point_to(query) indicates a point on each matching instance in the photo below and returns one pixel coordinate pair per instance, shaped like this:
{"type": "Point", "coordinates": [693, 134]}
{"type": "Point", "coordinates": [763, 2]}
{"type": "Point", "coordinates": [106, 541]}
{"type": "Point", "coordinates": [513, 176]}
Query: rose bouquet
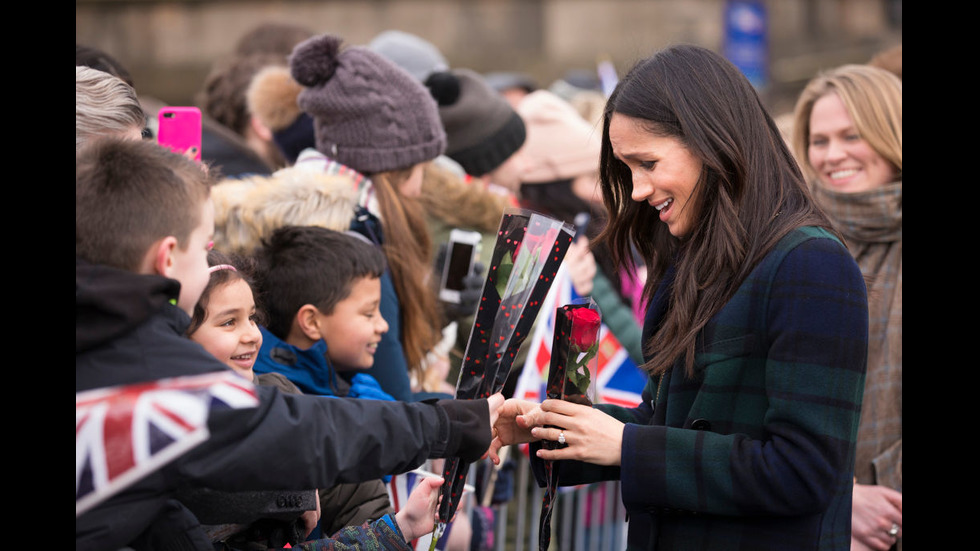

-------

Having removed the pictures, write out the records exactly as they stand.

point_to(query) indicates a point on each matching instance in the photo below and returns one pixel coordinate pair per instance, shaped like this:
{"type": "Point", "coordinates": [693, 134]}
{"type": "Point", "coordinates": [763, 2]}
{"type": "Point", "coordinates": [106, 541]}
{"type": "Point", "coordinates": [513, 176]}
Query: rose bouquet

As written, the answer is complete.